* _GIVEN TASK_
Could you repeat the material below, substituting "gray cloud" for every "white cloud" and leaving everything else unchanged?
══ PROVIDED DATA
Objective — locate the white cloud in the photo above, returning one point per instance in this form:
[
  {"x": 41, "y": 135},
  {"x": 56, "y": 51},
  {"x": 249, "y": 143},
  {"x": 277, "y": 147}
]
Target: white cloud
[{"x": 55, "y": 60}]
════
* _THE RESULT_
Objective — locate the gray cloud in the photo above, returning one point per instance in this form:
[
  {"x": 41, "y": 135},
  {"x": 56, "y": 51},
  {"x": 249, "y": 143},
  {"x": 277, "y": 147}
]
Target: gray cloud
[{"x": 55, "y": 60}]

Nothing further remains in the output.